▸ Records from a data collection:

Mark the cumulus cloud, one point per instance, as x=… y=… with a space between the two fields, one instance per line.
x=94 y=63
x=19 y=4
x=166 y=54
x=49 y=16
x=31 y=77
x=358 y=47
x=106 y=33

▸ Goal of the exercise: Output each record precisely as given.

▸ Solution:
Mark the cumulus cloud, one point per instance, as x=… y=… with a space between the two fields, one instance per line.
x=94 y=63
x=19 y=4
x=166 y=54
x=49 y=16
x=31 y=77
x=358 y=47
x=106 y=33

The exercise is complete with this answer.